**Text segment:**
● ● ● ● ● ● ●
This would seem to be borne out by our own experiences of life. For example, the terrorist is fired by a justice denied. The evils perpetrated by official armies are fired by a fear of anarchy. The same process is at work within each one of us. For example, nobody ever sets out to collapse a marriage. The forces of alienation and misunderstanding build up without our knowing it. When they lie there unaddressed, they flower into hatred. The symbol of the cross holds this reality before us our eyes. It is a reality for every human being, as much for the atheist and agnostic as for the Christian. The cross says to us: You too have experienced good and evil. But follow this path and life is yours.
But when Jesus tells us to take up our cross daily, he is not imposing a burden on us. He is merely inviting us to recognise reality, to acknowledge a truth that is central to human experience. That truth is as follows: loss, pain and suffering are almost constant companions. They are at least as present to us as laughter and song. The cross symbolises for us this reality. In symbolising it, we are enabled to come to terms with it. This is not a very popular message. No one likes to be reminded of loss or pain. But ignoring the reality won't banish it. We don't glide automatically towards Christian maturity. We struggle, suffer and fight for it. It is indeed a question of taking up our cross daily. These inevitable realities of life have been pushed to the margins; they have been sanitised in hospitals, in rest homes and in funeral parlours. The wake in the home has been replaced by a viewing at a funeral parlour. The wake is reduced to a cosmetic exercise, in more senses than one.
● ● ● ● ● ● ●
**Source information:**

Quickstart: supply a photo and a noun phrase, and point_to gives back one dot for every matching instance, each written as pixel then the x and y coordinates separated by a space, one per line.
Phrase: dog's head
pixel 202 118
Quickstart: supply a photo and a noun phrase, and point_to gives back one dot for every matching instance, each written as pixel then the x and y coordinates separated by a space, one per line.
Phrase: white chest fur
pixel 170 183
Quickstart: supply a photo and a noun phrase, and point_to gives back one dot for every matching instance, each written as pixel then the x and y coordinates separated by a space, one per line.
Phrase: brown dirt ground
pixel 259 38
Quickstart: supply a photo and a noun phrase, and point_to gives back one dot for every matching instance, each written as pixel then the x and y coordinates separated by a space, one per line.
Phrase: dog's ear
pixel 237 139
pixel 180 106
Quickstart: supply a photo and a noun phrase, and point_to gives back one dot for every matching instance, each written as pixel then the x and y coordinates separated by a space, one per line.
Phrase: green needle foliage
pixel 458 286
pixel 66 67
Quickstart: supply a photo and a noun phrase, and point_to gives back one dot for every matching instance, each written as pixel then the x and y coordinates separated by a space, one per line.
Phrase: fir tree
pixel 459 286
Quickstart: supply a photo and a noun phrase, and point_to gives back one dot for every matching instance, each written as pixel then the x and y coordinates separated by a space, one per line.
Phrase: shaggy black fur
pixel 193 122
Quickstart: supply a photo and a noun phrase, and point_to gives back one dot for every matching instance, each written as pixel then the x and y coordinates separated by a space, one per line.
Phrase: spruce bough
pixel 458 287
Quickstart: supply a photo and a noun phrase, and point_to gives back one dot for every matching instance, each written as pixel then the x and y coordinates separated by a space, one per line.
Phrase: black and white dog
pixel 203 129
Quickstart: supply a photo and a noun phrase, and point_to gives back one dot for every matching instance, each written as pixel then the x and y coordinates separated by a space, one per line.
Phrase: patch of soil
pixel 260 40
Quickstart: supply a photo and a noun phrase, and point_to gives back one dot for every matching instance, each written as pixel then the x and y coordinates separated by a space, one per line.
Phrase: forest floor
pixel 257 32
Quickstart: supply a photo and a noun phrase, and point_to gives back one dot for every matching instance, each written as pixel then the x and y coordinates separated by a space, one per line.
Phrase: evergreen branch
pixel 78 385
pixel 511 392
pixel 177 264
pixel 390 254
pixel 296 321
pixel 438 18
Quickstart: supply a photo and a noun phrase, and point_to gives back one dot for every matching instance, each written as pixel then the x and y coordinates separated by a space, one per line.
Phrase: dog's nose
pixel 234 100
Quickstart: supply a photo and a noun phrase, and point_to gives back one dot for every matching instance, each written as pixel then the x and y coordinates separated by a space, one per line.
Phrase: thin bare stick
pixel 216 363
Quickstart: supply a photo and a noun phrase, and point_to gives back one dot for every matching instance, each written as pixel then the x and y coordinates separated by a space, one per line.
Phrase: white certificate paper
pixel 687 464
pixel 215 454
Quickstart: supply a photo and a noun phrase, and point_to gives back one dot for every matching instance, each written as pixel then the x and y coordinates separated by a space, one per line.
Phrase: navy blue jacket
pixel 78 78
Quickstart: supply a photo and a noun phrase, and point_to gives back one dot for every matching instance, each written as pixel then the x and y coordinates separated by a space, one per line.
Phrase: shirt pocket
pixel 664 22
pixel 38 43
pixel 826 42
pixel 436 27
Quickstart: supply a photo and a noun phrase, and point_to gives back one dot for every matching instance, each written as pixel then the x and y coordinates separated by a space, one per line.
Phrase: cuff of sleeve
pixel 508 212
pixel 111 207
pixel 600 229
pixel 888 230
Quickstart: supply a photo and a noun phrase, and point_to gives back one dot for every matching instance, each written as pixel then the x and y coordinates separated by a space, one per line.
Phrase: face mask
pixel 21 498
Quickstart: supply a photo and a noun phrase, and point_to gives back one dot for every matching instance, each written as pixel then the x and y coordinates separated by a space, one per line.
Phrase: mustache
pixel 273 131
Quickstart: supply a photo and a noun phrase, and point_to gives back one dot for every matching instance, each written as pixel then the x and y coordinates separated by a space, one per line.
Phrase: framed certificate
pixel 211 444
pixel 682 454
● ● ● ● ● ● ●
**Exercise instructions:** Pick up the reflection on the cross and suffering after its final sentence and extend it in the same voice.

**Result below:**
The cross keeps our minds fixed on the reality of life and of death. Jesus did not impose the cross upon us. He merely encouraged us through his example to face and embrace the cross that is at the heart of human experience. But this is not a fatal attraction. As Christians we believe that it is in facing up to reality, we are following the steps of Jesus Christ who triumphed over sin and death through embracing the Cross. But the Cross is merely another word for 'life in all its fullness'. Since he has struggled with us, we shall triumph with him. This is the process we attempt to savour and strengthen during the Holy Week and Easter celebrations. Easter week then is not just a hobby for the elite; it deals with the dark mystery at the heart of all humanity.